TEXT SHOWN:

# 1911 Steyr Waffenrad....



## IngoMike (May 20, 2020)

This thread is sucking it! Here is one of the first bikes I bought when I started collecting old bicycles, over 10 years ago. it was listed on Craigslist and was only an hour or so away from me. I offered less than the seller was asking and he took my offer. I was told the bike is original, but I think it has been through and older restoration. It has a permanent place in the house but gets taken out on occasion for a delicate ride. Steyr Waffenrad is a gun manufacturer from Austria, I think its the Austrian Iver Johnson?


----------



## Oilit (May 22, 2020)

Do you know if this is the same Steyr that produced the J. C. Higgins/Sears "Made in Austria" lightweights? And what is the translation of "Waffenrad"? Google says the literal translation is weapon-wheel. Come to think of it, where did Royal Enfield get the "Built Like a Gun" slogan? Maybe a reference to the Lee-Enfield rifle? Not to mention Birmingham Small Arms, better known as BSA. I never realized there were so many connections between bicycles, motorcycles and guns!

SUPPLIED RECORDS:
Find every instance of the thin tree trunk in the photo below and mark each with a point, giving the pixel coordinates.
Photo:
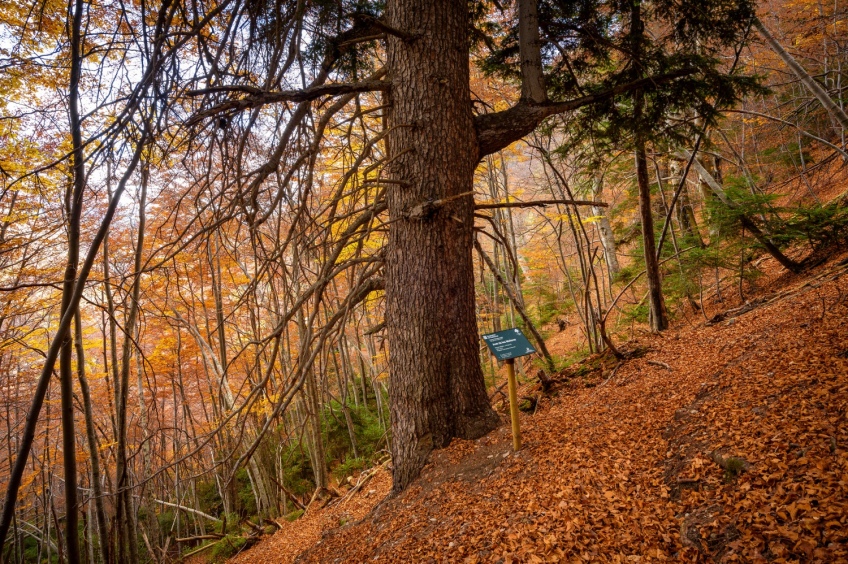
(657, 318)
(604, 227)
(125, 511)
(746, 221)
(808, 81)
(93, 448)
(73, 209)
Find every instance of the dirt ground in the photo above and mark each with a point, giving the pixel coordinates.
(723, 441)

==

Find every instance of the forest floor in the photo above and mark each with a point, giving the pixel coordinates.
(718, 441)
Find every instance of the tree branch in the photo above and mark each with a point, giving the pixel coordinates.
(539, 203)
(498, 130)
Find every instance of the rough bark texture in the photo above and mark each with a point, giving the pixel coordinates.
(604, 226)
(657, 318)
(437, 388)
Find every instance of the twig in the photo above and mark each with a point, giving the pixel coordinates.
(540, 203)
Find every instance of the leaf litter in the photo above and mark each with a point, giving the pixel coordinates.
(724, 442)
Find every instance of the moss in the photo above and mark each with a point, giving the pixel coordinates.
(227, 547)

==

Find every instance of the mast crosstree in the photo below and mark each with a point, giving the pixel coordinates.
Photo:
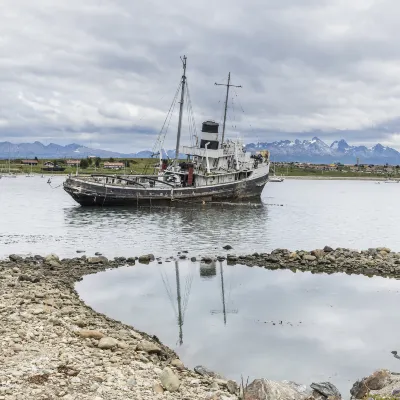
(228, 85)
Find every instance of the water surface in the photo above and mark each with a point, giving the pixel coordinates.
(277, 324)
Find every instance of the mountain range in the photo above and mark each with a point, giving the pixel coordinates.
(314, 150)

WORK INSTRUCTIONS:
**A.** Sum up the forum thread about the 1911 Steyr Waffenrad in two sentences.
**B.** In the Steyr Waffenrad thread, where was the bike listed when the first poster found it?
**C.** Carry on the Steyr Waffenrad thread past its last post.

THE REPLIES:
**A.** A collector describes a Steyr Waffenrad bought on Craigslist over 10 years ago for less than the asking price, said to be original but probably restored long ago, and now kept in the house and taken out for an occasional delicate ride. A reply asks whether the same Steyr made the J. C. Higgins/Sears "Made in Austria" lightweights and what "Waffenrad" means, and points out links between bicycles, motorcycles and guns such as Royal Enfield's "Built Like a Gun" slogan and Birmingham Small Arms.

**B.** It was listed on Craigslist.

**C.**
----------



## smithvillejim (May 23, 2020)

Nice bike! The 28 x 1½ tires, what brand are they, and do you know of a source for 28 x 1½ tubulars today?

Sent from my SM-G960U using Tapatalk


----------



## IngoMike (Jun 5, 2020)

I wish I had more info on Steyr but the gun connection is all I know. Tires are Barum from Czechoslovakia.


----------



## GiovanniLiCalsi (Jun 5, 2020)

Beautiful!
I have the same wheel bell.


----------



## all riders (Aug 15, 2020)

S


Oilit said:


> Do you know if this is the same Steyr that produced the J. C. Higgins/Sears "Made in Austria" lightweights? And what is the translation of "Waffenrad"? Google says the literal translation is weapon-wheel. Come to think of it, where did Royal Enfield get the "Built Like a Gun" slogan? Maybe a reference to the Lee-Enfield rifle? Not to mention Birmingham Small Arms, better known as BSA. I never realized there were so many connections between bicycles, motorcycles and guns!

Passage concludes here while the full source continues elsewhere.